***** Source material *****

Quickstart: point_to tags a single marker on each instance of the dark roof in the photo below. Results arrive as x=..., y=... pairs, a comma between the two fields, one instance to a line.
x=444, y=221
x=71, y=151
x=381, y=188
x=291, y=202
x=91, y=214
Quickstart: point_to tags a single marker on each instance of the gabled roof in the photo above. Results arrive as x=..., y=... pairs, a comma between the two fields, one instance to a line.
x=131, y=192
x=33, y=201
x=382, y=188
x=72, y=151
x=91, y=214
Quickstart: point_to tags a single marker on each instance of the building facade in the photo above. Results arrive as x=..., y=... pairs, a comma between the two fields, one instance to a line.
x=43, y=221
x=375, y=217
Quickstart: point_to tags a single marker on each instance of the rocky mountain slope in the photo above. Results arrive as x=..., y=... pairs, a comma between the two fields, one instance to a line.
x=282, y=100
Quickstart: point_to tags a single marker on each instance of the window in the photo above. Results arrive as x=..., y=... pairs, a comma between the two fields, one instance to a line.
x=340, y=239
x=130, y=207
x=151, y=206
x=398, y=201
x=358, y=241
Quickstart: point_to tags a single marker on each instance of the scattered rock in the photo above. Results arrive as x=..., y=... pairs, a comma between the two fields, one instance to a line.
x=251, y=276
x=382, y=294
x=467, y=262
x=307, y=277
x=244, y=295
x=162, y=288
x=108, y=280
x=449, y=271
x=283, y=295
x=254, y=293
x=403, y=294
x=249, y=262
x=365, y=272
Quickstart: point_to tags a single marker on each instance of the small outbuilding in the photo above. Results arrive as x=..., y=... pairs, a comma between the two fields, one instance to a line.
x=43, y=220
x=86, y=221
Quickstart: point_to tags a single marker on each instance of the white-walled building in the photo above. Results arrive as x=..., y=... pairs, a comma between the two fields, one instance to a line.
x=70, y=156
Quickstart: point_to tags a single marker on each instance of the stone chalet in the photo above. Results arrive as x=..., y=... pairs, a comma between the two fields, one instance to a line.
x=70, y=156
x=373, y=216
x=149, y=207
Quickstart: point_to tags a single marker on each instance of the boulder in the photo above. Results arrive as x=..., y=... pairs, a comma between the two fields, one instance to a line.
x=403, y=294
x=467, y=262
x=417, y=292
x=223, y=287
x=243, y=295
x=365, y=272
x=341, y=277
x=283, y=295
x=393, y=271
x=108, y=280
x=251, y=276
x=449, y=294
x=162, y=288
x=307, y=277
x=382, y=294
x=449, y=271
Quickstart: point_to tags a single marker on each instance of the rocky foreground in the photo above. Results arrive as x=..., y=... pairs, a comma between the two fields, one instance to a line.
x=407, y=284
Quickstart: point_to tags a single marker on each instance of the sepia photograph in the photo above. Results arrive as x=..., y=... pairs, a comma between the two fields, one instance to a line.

*****

Directions for this task ::
Reproduce the listing in full. Keep it exactly as written.

Solution for this exercise ::
Quickstart: point_to tags a single marker on each instance of the dark roof in the photo below. Results arrive as x=..., y=... pairs, a comma between the two fields, one instance to a line.
x=444, y=221
x=71, y=151
x=381, y=188
x=291, y=202
x=91, y=214
Quickstart: point_to tags a single marker on each instance of the gabled roof in the photo above. Results arrive as x=..., y=... pairs, a comma between the two fields, one instance to a line.
x=131, y=192
x=33, y=201
x=382, y=188
x=72, y=151
x=91, y=214
Quickstart: point_to tags a single marker on each instance of the building facade in the photo above. Results arrive as x=..., y=... pairs, a comma between the two fields, one instance to a line.
x=43, y=221
x=375, y=217
Quickstart: point_to tags a single marker on each instance of the rocky mountain slope in the photo above. Results arrive as x=..., y=... pairs, a comma between the two fields, one instance to a line.
x=282, y=100
Quickstart: point_to tags a single marker on each instance of the window in the photo above. Results arrive as x=..., y=... pairs, a comma between the two fields, one instance to a line.
x=340, y=239
x=130, y=207
x=151, y=206
x=398, y=201
x=358, y=241
Quickstart: point_to tags a single marker on each instance of the scattered rock in the photo above. Results arrive as x=..., y=... pairs, a comma between the two fields, one instance to a line.
x=251, y=276
x=382, y=294
x=467, y=262
x=307, y=277
x=244, y=295
x=162, y=288
x=108, y=280
x=449, y=271
x=283, y=295
x=254, y=293
x=403, y=294
x=249, y=262
x=365, y=272
Quickstart: point_to tags a single marker on each instance of the small outbuilding in the photo above. Results arrive as x=..., y=... pairs, a comma between the two fields, one instance to a line.
x=43, y=220
x=86, y=221
Quickstart: point_to tags a single marker on each instance of the white-walled building in the photo above. Results arrive as x=..., y=... pairs, a comma between the two fields, one instance to a line.
x=70, y=156
Quickstart: point_to tags a single marker on each instance of the stone chalet in the photo above. Results arrive as x=..., y=... pairs, a comma between the two fields, one instance to a line.
x=70, y=156
x=373, y=216
x=149, y=207
Quickstart: point_to tags a single marker on each instance of the boulder in the photo above. Results arrive as x=..., y=... pairs, a comma between the two fields, one instance to a line.
x=403, y=294
x=467, y=262
x=417, y=292
x=223, y=287
x=243, y=295
x=365, y=272
x=341, y=277
x=283, y=295
x=393, y=271
x=108, y=280
x=251, y=276
x=449, y=294
x=162, y=288
x=307, y=277
x=382, y=294
x=449, y=271
Quickstart: point_to tags a single marker on each instance of the rocky foreground in the photo above. Results arrive as x=..., y=... pairs, a comma between the two fields, one instance to a line.
x=407, y=284
Quickstart: point_to tags a single marker on each instance of the sepia photograph in the photo above. Results arrive as x=..., y=... pairs, a comma between the two fields, one instance to a line.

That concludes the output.